→ **STORED DATA**
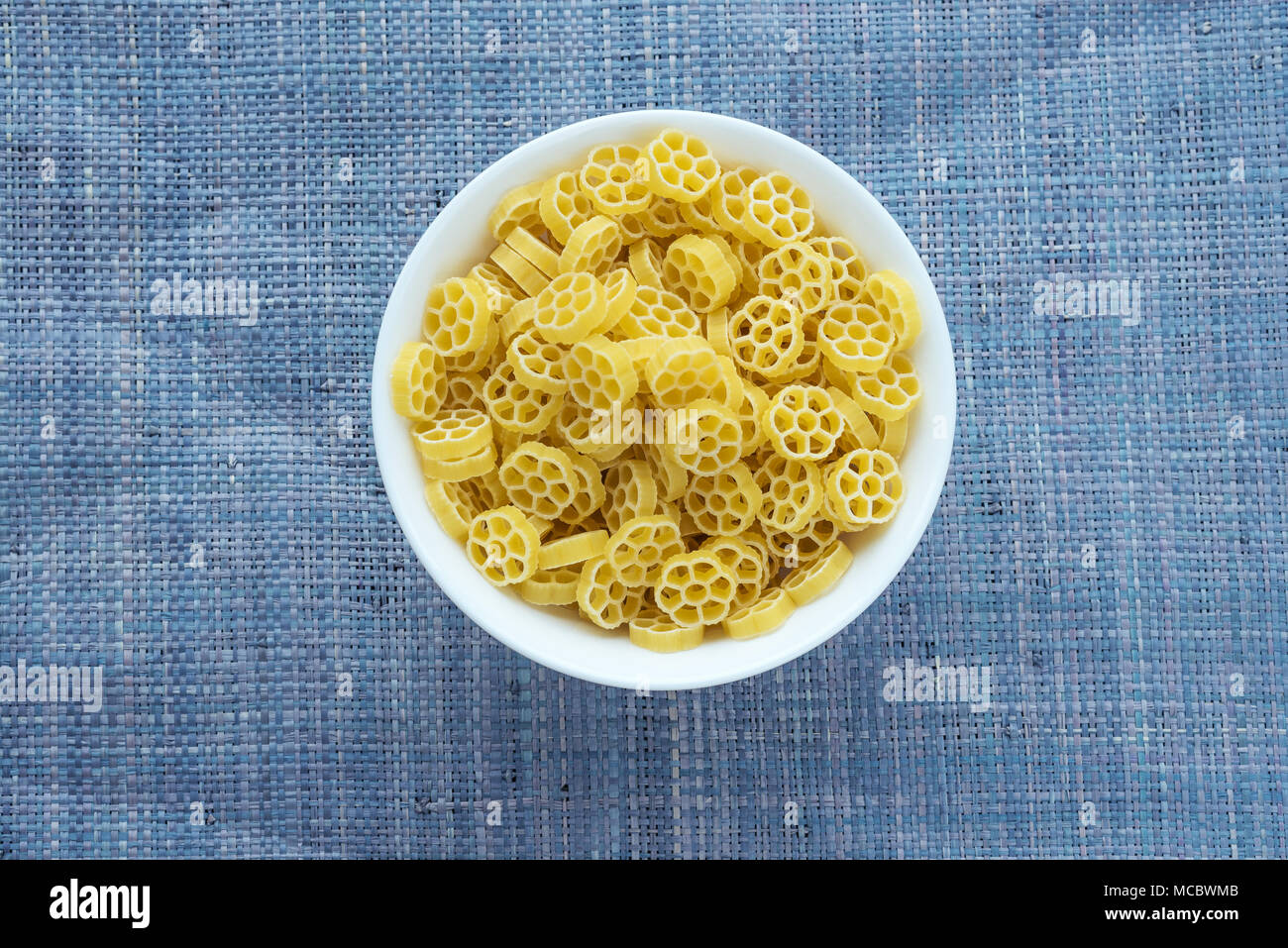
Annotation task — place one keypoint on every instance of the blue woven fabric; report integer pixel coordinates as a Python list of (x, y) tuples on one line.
[(191, 498)]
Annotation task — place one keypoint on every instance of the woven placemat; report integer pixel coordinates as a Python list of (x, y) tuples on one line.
[(191, 500)]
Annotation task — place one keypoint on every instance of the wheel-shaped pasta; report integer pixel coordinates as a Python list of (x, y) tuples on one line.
[(515, 406), (563, 206), (456, 316), (696, 270), (571, 308), (539, 479), (855, 338), (707, 438), (603, 597), (778, 210), (681, 166), (797, 274), (807, 582), (890, 295), (502, 545), (660, 634), (600, 373), (452, 433), (696, 588), (610, 180), (791, 492), (803, 423), (658, 313), (892, 390), (591, 248), (537, 364), (640, 545), (863, 487), (725, 502), (417, 381), (767, 613), (518, 207)]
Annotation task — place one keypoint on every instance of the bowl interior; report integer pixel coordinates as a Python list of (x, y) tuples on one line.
[(459, 239)]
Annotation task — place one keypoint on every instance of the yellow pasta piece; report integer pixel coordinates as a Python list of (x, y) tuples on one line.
[(552, 586), (603, 597), (500, 290), (459, 468), (750, 254), (767, 613), (751, 410), (589, 493), (893, 434), (681, 166), (893, 298), (610, 180), (502, 545), (855, 338), (451, 507), (858, 432), (452, 433), (658, 313), (791, 492), (729, 201), (519, 269), (660, 634), (697, 272), (707, 438), (574, 549), (516, 406), (629, 492), (725, 502), (518, 318), (683, 369), (717, 331), (778, 210), (807, 544), (537, 364), (743, 563), (621, 287), (767, 335), (849, 269), (563, 206), (671, 479), (696, 588), (571, 308), (892, 390), (591, 248), (600, 373), (518, 207), (417, 381), (797, 274), (456, 316), (464, 390), (535, 252), (539, 479), (640, 545), (863, 487), (803, 423), (645, 262), (807, 582)]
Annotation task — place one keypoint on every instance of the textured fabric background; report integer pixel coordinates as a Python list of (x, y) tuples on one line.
[(192, 500)]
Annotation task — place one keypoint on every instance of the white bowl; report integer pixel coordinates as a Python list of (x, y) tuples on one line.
[(459, 239)]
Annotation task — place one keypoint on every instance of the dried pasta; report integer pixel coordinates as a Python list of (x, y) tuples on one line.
[(665, 384)]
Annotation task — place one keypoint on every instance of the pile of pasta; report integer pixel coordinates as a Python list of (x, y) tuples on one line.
[(653, 281)]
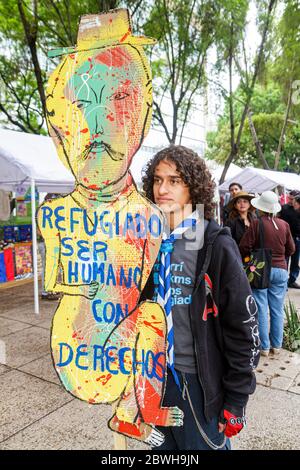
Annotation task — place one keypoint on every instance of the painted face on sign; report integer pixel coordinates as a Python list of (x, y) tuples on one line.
[(99, 111)]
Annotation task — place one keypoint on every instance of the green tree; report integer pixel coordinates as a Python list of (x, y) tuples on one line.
[(268, 111), (185, 30), (248, 75), (28, 29)]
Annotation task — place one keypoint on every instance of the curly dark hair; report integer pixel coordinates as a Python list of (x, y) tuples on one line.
[(192, 170)]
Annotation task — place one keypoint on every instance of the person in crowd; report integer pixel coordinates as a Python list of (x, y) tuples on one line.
[(234, 188), (278, 238), (241, 214), (292, 217), (213, 344)]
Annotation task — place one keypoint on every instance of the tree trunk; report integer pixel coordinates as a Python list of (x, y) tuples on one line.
[(283, 130), (257, 144), (31, 38)]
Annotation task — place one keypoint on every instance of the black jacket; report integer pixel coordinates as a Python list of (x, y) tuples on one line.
[(224, 324), (292, 217)]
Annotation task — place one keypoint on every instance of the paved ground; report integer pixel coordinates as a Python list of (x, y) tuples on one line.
[(37, 413)]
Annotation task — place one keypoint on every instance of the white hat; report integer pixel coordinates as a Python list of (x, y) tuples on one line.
[(267, 202)]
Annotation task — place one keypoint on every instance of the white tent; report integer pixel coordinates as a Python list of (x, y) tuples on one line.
[(26, 157), (256, 180), (31, 160)]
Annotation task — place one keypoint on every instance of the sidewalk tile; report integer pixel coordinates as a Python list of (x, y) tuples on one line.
[(25, 346), (42, 368), (24, 400)]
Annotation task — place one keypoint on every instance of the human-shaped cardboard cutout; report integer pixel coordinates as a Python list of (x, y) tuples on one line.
[(104, 237)]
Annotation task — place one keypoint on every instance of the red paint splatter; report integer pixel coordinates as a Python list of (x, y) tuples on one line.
[(94, 187), (129, 428), (116, 57), (104, 379), (157, 330)]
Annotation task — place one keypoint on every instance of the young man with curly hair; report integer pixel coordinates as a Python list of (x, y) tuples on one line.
[(213, 343)]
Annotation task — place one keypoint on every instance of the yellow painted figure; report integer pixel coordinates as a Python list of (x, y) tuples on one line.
[(104, 237)]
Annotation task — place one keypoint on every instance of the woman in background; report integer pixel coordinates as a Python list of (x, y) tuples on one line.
[(278, 238), (241, 215)]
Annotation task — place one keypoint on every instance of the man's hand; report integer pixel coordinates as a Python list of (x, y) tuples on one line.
[(90, 290), (230, 424)]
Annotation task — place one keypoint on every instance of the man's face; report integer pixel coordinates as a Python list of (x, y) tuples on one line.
[(296, 205), (290, 199), (170, 192), (102, 109), (242, 205), (234, 190)]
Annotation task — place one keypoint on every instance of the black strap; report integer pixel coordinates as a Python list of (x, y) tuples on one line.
[(208, 253), (261, 233)]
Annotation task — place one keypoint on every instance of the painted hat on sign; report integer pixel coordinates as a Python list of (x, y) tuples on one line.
[(111, 28)]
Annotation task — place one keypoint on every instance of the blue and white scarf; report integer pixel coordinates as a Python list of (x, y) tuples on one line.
[(164, 282)]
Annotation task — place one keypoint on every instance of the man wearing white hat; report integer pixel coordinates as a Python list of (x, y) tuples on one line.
[(277, 238)]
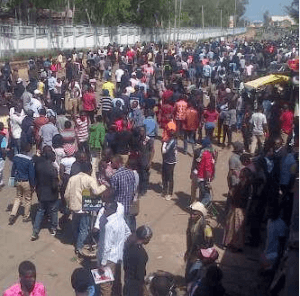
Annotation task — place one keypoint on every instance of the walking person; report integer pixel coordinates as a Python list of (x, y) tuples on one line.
[(23, 172), (169, 151), (135, 260), (47, 191)]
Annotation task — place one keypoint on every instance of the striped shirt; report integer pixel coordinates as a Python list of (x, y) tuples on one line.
[(82, 130), (107, 104)]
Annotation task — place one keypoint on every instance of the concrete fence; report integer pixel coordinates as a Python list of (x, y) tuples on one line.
[(33, 38)]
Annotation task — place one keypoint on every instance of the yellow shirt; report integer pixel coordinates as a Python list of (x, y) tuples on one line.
[(110, 87)]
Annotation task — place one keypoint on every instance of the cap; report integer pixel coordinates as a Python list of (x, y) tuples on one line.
[(198, 206), (69, 149)]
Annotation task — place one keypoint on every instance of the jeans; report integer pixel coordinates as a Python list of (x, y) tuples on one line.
[(80, 228), (24, 193), (131, 222), (168, 178), (189, 137), (204, 193), (52, 207)]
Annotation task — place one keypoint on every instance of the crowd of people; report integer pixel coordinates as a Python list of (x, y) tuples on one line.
[(85, 125)]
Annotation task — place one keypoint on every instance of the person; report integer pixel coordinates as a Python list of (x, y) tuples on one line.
[(210, 285), (24, 174), (73, 196), (27, 284), (123, 182), (259, 128), (96, 140), (113, 232), (287, 120), (47, 191), (3, 146), (82, 282), (47, 132), (190, 126), (198, 235), (135, 259), (205, 170), (89, 103), (234, 235), (169, 151)]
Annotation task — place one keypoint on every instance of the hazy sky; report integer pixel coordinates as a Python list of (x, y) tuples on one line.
[(256, 8)]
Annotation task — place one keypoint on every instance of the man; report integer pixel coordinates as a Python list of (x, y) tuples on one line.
[(73, 196), (3, 145), (82, 132), (27, 284), (259, 124), (113, 233), (190, 126), (205, 171), (123, 182), (150, 124), (109, 86), (15, 120), (47, 132), (286, 119), (47, 191), (23, 172), (180, 113)]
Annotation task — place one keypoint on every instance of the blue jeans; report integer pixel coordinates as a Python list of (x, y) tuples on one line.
[(80, 227), (189, 137), (131, 222), (52, 208), (204, 193)]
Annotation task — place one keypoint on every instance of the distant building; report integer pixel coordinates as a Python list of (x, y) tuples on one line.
[(281, 21)]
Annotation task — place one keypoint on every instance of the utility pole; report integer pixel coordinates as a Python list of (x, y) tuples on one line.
[(179, 23), (175, 20)]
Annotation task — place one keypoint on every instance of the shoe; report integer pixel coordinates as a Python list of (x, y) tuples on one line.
[(11, 220), (53, 232), (168, 197), (34, 237)]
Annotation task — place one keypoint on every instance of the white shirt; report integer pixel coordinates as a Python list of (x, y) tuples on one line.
[(119, 73), (120, 211), (116, 233), (35, 105), (258, 120)]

→ **GOAL OF THE EXERCISE**
Write out the data again, starting with the line that contains "of the striped" and going on through the line that contains "[(198, 206), (69, 149)]", but switch "concrete fence" to "chain-link fence" and leave everything else unchanged.

→ **PROBLEM SOLUTION**
Annotation task — place one keypoint on every instance of the striped shirt; report integer pixel coordinates as a Python list of (x, y) tuples on one line.
[(82, 130), (107, 104)]
Annotation task — place one keypoint on every instance of the chain-link fence; report integer pixel coordinates as a Python list of (x, y) tuples on one line.
[(33, 38)]
Annotation task — place one keypoint on every instance of the yellow shirt; report integer pixel coordinates as a Python list of (x, y) tuples on one line.
[(110, 87)]
Annotation task — place one keypoint on every instance of the cap; report integer pixel coordinates as a Python list of (x, y) tuples on one line.
[(198, 206), (69, 149)]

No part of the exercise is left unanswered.